Content starts

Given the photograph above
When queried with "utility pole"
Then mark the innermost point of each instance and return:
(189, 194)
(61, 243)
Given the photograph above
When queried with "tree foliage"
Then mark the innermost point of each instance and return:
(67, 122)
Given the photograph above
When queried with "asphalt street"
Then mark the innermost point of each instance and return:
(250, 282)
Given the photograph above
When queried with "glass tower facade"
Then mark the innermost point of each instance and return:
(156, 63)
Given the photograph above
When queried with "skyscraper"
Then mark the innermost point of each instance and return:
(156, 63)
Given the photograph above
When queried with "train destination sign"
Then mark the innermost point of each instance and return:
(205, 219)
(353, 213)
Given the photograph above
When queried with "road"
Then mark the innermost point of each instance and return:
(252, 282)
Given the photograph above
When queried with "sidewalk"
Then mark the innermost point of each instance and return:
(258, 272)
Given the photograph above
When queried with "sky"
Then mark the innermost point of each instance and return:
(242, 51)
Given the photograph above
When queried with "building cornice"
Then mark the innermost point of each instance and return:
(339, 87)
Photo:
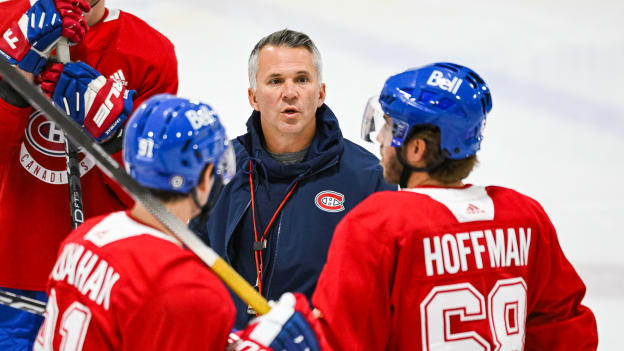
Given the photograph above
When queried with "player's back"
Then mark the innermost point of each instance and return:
(121, 285)
(449, 269)
(120, 46)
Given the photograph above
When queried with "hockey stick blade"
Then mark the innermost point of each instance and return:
(109, 166)
(22, 302)
(71, 156)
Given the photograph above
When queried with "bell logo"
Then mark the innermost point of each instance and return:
(329, 201)
(436, 79)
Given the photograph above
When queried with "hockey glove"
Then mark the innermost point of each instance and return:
(100, 105)
(289, 325)
(28, 42)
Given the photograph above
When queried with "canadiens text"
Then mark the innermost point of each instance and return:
(450, 253)
(78, 267)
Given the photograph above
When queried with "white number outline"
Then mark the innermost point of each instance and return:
(45, 337)
(476, 311)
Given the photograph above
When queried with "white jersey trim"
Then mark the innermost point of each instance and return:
(119, 226)
(467, 204)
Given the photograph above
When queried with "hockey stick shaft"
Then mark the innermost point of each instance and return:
(76, 135)
(71, 156)
(22, 302)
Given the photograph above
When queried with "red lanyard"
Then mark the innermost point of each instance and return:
(259, 245)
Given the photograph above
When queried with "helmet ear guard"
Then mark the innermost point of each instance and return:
(445, 95)
(170, 140)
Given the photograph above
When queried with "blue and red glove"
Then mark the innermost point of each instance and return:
(98, 104)
(288, 326)
(28, 42)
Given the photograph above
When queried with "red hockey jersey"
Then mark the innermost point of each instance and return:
(34, 196)
(476, 268)
(119, 284)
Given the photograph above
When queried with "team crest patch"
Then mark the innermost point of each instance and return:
(329, 201)
(44, 158)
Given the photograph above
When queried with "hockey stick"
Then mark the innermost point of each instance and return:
(77, 136)
(71, 156)
(22, 302)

Content ends

Please retype the records above exactly, leaving every image out.

Solved problem:
Given the photograph above
When queried with "utility pole"
Then mark the innermost point of each instance and return:
(189, 194)
(61, 243)
Given the photograph above
When queried with "tree foliage"
Then mark the innermost point of each instance and return:
(67, 122)
Given the photograph above
When queried with "asphalt street"
Then mark the innermost point of each instance and return:
(250, 282)
Given the photograph above
When queried with "glass tower facade"
Then mark the innermost point of each instance and return:
(156, 63)
Given the photograph above
When queried with "skyscraper"
Then mark the innermost point of each instance and return:
(156, 63)
Given the photograph above
When queried with "train destination sign"
Then mark the innermost point of each instance and return:
(205, 219)
(353, 213)
Given the photograph above
When queried with "road"
Then mark the innermost point of each instance and return:
(252, 282)
Given the photograph above
When queried with "sidewalk"
Then mark the innermost point of each instance and return:
(258, 272)
Given the photograph above
When queried with "sky"
Then mark the innermost point of each instance and return:
(242, 51)
Given the photograph above
When queried with "building cornice"
Then mark the innermost point of each instance and return:
(339, 87)
Photo:
Given the photograph above
When queried with "player's back"
Then mark the innermost point of each instance and return:
(121, 285)
(449, 269)
(120, 46)
Given the photograph above
When queried with "hockey stick blade"
Then mark the innermost point of each instance and return:
(109, 166)
(22, 302)
(71, 156)
Given the photograph above
When queried with "bell logo"
Then mark the innermost point of each instance and return:
(329, 201)
(436, 79)
Given the photograph above
When queried with "hockey glove"
Then mark the innermost point of each instance and return:
(100, 105)
(289, 325)
(28, 42)
Given the photograph above
When queried with "canadiens text"
Then mark the innermost point of each instance and return:
(450, 253)
(78, 267)
Given the photograph above
When queried with "white number outline"
Then mark the innermost point of each instance and return:
(45, 337)
(476, 311)
Given the photograph above
When queried with "white jersey trim"
Then mark the innermost point of each instance and return:
(119, 226)
(467, 204)
Given the photograph above
When queried with "hockey stick shaft"
Then mark the innermost point of each instance and return:
(76, 135)
(71, 156)
(22, 302)
Given the photograph above
When queried with "red lanyard"
Then mark the innermost point of each instance and return:
(259, 245)
Given the photograph above
When queried with "helmet ear guard"
Then mark the innermost point of each instance and return:
(445, 95)
(170, 140)
Given the photograph above
When queried with "blue and red glove"
Then mark the innermost point of each instance and return:
(98, 104)
(288, 326)
(28, 42)
Given the photograph above
When queried with "red hockey jersey"
Then mark the innermost point of each instance and return:
(34, 196)
(476, 268)
(119, 284)
Given the photograph above
When queried with "team crest patch"
Then mark the innermost point of each instance and return:
(329, 201)
(44, 158)
Given the photograph above
When queried with "hockey stick"
Then mark the innermost point of each instance and return:
(77, 136)
(71, 156)
(22, 302)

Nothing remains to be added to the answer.